_Exercise brief:_ Rewrite the records below, changing every "place one keypoint" to "mark a single point" and keeping everything else the same. Omit the pictures from your version.

Start of Supplied material

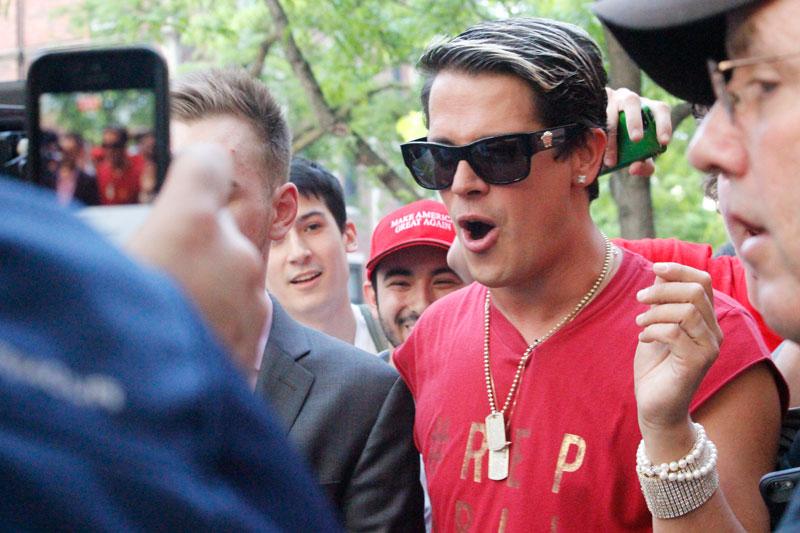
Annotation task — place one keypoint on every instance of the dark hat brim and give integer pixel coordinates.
(671, 40)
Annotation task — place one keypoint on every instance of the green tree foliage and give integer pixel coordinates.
(362, 53)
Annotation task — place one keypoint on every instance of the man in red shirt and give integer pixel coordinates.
(119, 174)
(524, 384)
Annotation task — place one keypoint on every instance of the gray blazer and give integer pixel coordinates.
(352, 418)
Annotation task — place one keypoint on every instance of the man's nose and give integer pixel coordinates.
(299, 252)
(466, 182)
(718, 146)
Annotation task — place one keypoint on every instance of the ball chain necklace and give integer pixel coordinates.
(495, 420)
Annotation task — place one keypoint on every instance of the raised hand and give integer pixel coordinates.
(679, 342)
(630, 102)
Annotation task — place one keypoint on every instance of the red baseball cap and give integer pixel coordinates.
(424, 222)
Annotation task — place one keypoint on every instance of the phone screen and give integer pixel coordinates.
(99, 147)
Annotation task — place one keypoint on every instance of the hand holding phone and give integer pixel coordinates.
(628, 151)
(98, 124)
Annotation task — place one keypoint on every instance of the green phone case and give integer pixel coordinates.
(629, 151)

End of Supplied material

_Task result:_
Annotation task — mark a single point on every instance of the dark hat brim and give integer pixel coordinates.
(671, 40)
Annotation task — mark a single point on every instance of the green tree foliage and give integer pixel coordinates.
(362, 53)
Annotation task — mark a single point on every instance of the man in red shirt and give integer pixel coordinates.
(119, 174)
(524, 384)
Annotation task — mark a single point on every instance of the gray blazer and give integer pixel coordinates.
(352, 418)
Annotation task — mark a single point on every instance of the man's nose and give integer pixel coordinates.
(299, 252)
(466, 182)
(718, 146)
Annotation task — mark a single point on every instance of the ball chain necklace and give integer pixel coordinates.
(495, 420)
Annotation task — mark a single point on every instance of the raised hand and give integer pixel coordinates.
(679, 342)
(630, 102)
Annotation task — mark a single point on every instance of the red baseball cap and give integer pixel coordinates.
(424, 222)
Annotation task — mark a single point on every instance of the phone screen and give integer pixel coordinates.
(99, 147)
Annotation task — mark a single point on every instance of the hand holding phone and give integer pixel coordinates.
(628, 151)
(98, 124)
Annotation task — mark a single point on every instance of the green phone case and give integer pixel coordinates.
(629, 151)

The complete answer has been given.